Collection entries:
* * * * *

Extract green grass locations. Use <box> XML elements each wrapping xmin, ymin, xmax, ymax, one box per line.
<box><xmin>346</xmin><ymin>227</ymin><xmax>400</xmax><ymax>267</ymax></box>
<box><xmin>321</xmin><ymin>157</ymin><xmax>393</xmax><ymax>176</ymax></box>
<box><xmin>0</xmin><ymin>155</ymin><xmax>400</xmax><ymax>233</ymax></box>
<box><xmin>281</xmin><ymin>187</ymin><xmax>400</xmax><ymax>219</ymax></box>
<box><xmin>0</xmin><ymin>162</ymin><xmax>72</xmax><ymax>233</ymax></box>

* * * * *

▶ **WHAT IS NEEDED**: Arrange the rows above as a two-column CSV with the headers "instruction" and "output", one line per row. Wrap each value in double quotes and replace any line breaks inside it with spaces.

▶ **OUTPUT OF THE EXERCISE**:
instruction,output
"Extract green grass locations. Use <box> XML elements each wrapping xmin, ymin, xmax, ymax, one box per line.","<box><xmin>346</xmin><ymin>227</ymin><xmax>400</xmax><ymax>267</ymax></box> <box><xmin>321</xmin><ymin>157</ymin><xmax>393</xmax><ymax>176</ymax></box> <box><xmin>0</xmin><ymin>155</ymin><xmax>400</xmax><ymax>233</ymax></box> <box><xmin>281</xmin><ymin>187</ymin><xmax>400</xmax><ymax>219</ymax></box> <box><xmin>0</xmin><ymin>162</ymin><xmax>72</xmax><ymax>233</ymax></box>"